▼▼▼

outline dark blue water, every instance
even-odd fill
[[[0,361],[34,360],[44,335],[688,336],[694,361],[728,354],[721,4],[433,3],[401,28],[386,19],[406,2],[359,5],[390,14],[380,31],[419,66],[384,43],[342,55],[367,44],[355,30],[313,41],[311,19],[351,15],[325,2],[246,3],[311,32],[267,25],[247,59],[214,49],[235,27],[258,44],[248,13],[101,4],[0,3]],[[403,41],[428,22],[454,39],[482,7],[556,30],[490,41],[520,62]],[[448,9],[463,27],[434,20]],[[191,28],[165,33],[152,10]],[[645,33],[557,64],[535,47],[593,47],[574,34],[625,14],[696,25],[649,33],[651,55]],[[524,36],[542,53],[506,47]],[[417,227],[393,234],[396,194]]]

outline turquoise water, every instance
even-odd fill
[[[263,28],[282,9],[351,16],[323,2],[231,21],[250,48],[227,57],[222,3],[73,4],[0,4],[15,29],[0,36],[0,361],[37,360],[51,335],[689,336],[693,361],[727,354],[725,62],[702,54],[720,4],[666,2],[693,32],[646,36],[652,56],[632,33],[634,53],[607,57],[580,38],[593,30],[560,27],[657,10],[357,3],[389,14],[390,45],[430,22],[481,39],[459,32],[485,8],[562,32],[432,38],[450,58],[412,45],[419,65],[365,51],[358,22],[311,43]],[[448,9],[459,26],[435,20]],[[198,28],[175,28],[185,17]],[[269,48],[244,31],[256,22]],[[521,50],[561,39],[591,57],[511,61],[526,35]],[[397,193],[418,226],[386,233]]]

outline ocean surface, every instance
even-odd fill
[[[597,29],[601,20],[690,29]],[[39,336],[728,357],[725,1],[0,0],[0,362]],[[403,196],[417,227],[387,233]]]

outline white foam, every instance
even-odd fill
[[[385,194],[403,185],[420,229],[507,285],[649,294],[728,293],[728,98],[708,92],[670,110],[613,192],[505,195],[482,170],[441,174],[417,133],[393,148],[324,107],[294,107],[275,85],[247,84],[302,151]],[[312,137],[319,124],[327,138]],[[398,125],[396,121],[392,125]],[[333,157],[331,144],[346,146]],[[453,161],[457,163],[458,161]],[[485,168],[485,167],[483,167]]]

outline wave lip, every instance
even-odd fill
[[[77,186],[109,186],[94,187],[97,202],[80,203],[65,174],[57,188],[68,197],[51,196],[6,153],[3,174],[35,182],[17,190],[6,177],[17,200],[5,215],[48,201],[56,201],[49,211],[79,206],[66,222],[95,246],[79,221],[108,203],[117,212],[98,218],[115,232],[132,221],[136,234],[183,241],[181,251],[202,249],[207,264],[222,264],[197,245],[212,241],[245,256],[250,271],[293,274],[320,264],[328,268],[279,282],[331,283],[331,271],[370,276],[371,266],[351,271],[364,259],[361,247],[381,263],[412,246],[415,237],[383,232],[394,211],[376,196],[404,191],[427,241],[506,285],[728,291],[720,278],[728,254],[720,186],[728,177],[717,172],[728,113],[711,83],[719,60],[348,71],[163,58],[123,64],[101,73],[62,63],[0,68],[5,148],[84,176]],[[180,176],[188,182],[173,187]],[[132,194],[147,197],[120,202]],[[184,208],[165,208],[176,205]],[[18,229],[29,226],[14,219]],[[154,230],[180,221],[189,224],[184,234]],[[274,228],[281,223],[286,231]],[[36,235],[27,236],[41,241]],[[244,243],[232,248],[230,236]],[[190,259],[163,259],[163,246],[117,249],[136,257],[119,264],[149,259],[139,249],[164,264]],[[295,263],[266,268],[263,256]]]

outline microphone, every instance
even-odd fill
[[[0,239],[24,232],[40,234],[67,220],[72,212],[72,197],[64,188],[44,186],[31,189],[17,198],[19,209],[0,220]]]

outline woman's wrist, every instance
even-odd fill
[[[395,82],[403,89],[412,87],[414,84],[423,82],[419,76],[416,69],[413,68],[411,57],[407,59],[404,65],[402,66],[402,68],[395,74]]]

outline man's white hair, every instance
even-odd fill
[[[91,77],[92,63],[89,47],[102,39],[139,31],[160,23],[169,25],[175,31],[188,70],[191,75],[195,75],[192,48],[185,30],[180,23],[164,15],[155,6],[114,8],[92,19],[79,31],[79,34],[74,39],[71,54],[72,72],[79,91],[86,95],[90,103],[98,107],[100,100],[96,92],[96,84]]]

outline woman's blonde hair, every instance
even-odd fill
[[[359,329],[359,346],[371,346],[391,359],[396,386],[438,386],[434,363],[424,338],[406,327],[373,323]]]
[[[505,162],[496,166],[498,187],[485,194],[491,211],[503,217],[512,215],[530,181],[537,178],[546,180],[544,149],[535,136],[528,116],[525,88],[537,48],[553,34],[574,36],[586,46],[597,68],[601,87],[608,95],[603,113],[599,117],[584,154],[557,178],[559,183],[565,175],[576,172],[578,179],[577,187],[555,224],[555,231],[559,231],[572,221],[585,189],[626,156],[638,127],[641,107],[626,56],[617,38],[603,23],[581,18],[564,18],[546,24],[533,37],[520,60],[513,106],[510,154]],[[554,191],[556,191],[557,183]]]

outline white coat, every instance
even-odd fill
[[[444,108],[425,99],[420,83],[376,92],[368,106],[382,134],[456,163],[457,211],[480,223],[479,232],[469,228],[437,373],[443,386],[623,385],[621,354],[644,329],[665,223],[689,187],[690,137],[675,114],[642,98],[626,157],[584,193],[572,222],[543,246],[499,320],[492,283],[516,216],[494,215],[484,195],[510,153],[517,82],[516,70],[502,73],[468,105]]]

▲▲▲

What you have to do:
Lay out every line of the data above as a numbered list, leaving out the blank lines.

Response to this exercise:
1. outline dark blue water, every instance
2. even-odd fill
3. [[[0,361],[34,360],[44,335],[688,336],[694,361],[728,354],[721,4],[433,3],[401,28],[386,19],[406,2],[359,5],[390,14],[380,31],[419,66],[384,43],[342,55],[367,44],[355,30],[313,41],[311,19],[351,15],[325,2],[246,3],[311,32],[267,25],[247,59],[214,49],[235,27],[258,44],[248,13],[101,4],[0,3]],[[403,41],[428,22],[454,39],[482,7],[556,30],[490,41],[520,62]],[[448,9],[463,27],[434,20]],[[191,28],[165,33],[152,10]],[[645,33],[557,64],[535,47],[593,47],[574,34],[625,14],[696,25],[649,33],[651,55]],[[524,36],[542,53],[506,47]],[[417,227],[393,234],[396,194]]]
4. outline turquoise water, every instance
5. even-odd fill
6. [[[263,28],[282,9],[351,16],[323,2],[231,21],[250,48],[227,57],[222,3],[73,4],[0,4],[15,29],[0,36],[0,361],[37,360],[51,335],[689,336],[693,361],[727,354],[725,62],[702,54],[720,4],[666,2],[693,32],[646,36],[652,56],[632,33],[634,53],[607,57],[580,38],[593,30],[560,27],[657,10],[357,3],[389,14],[390,45],[430,22],[481,39],[459,32],[485,8],[562,32],[432,38],[450,58],[412,45],[419,65],[365,51],[358,22],[311,43]],[[448,9],[459,26],[435,20]],[[198,28],[175,28],[185,17]],[[269,48],[244,31],[256,22]],[[521,50],[561,39],[591,57],[511,61],[526,35]],[[397,193],[418,226],[386,233]]]
7. outline ocean surface, every instance
8. even-odd fill
9. [[[597,29],[601,20],[690,29]],[[39,336],[728,357],[725,1],[0,0],[0,362]],[[403,196],[417,227],[387,233]]]
10. outline white foam, every instance
11. even-odd fill
12. [[[385,194],[403,185],[420,229],[507,285],[649,294],[728,293],[728,98],[708,92],[670,110],[613,192],[505,195],[482,170],[441,174],[417,133],[393,148],[324,107],[294,107],[275,85],[247,84],[302,151]],[[312,137],[319,124],[327,138]],[[398,125],[396,121],[392,125]],[[333,157],[331,144],[346,146]],[[453,161],[457,163],[458,161]],[[485,168],[485,167],[483,167]]]
13. outline wave lip, every instance
14. even-odd fill
15. [[[77,186],[109,186],[94,187],[97,202],[80,203],[65,174],[57,188],[68,197],[51,196],[6,153],[3,174],[35,182],[17,190],[6,177],[17,200],[5,215],[48,201],[56,201],[49,211],[79,206],[66,222],[95,246],[79,221],[108,203],[117,212],[98,218],[115,232],[132,221],[136,234],[183,241],[181,251],[202,249],[207,264],[222,264],[197,245],[212,241],[245,256],[250,271],[293,274],[320,264],[328,268],[279,282],[331,283],[331,271],[370,276],[371,266],[351,271],[364,259],[361,247],[381,263],[412,246],[415,237],[383,232],[394,211],[376,196],[404,191],[427,241],[506,285],[728,291],[720,278],[728,254],[720,186],[728,177],[717,172],[728,113],[711,83],[719,60],[348,71],[163,58],[123,64],[101,73],[62,63],[0,68],[5,148],[84,176]],[[180,176],[188,182],[173,187]],[[132,194],[147,197],[120,202]],[[184,208],[165,208],[176,205]],[[18,229],[29,226],[14,219]],[[154,230],[180,221],[189,224],[184,234]],[[274,228],[281,223],[286,231]],[[36,235],[27,236],[41,241]],[[244,243],[232,248],[230,236]],[[190,259],[163,259],[163,246],[117,249],[136,257],[119,264],[149,259],[139,249],[164,264]],[[295,263],[266,268],[263,256]]]
16. outline microphone, every instance
17. even-odd fill
18. [[[0,239],[24,232],[40,234],[67,220],[72,212],[72,197],[64,188],[44,186],[31,189],[17,198],[19,209],[0,220]]]
19. outline woman's wrist, every instance
20. even-odd fill
21. [[[395,82],[403,89],[412,87],[414,84],[423,82],[419,76],[416,69],[413,68],[411,57],[407,59],[404,65],[402,66],[402,68],[395,74]]]
22. outline man's white hair, every instance
23. even-odd fill
24. [[[91,77],[92,63],[89,47],[102,39],[139,31],[160,23],[169,25],[175,31],[188,70],[191,75],[195,75],[192,48],[185,30],[180,23],[164,15],[155,6],[114,8],[92,19],[79,31],[79,34],[74,39],[71,54],[72,72],[79,91],[86,95],[90,103],[98,107],[100,100],[96,92],[96,84]]]
25. outline woman's blonde hair, every instance
26. even-odd fill
27. [[[359,329],[359,346],[371,346],[391,359],[396,386],[438,386],[434,363],[424,338],[406,327],[373,323]]]
28. [[[505,162],[496,166],[498,187],[485,194],[491,211],[503,217],[512,215],[530,181],[537,178],[546,180],[544,149],[535,136],[528,116],[525,88],[537,48],[553,34],[574,36],[586,46],[597,68],[601,87],[608,95],[603,113],[599,117],[584,154],[557,178],[559,183],[565,175],[576,172],[578,179],[577,187],[555,224],[555,231],[559,231],[572,221],[585,189],[626,156],[638,127],[641,107],[626,56],[617,38],[603,23],[581,18],[564,18],[546,24],[533,37],[520,60],[513,106],[510,154]],[[554,191],[556,191],[557,183]]]
29. outline white coat, every instance
30. even-odd fill
31. [[[444,108],[425,99],[420,83],[376,92],[368,106],[382,134],[456,163],[457,211],[480,223],[479,232],[469,228],[437,373],[443,386],[623,385],[621,354],[644,329],[665,223],[689,187],[690,137],[675,114],[642,98],[626,157],[584,193],[572,222],[543,246],[499,320],[492,283],[516,216],[494,215],[484,195],[510,153],[517,82],[516,70],[502,73],[468,105]]]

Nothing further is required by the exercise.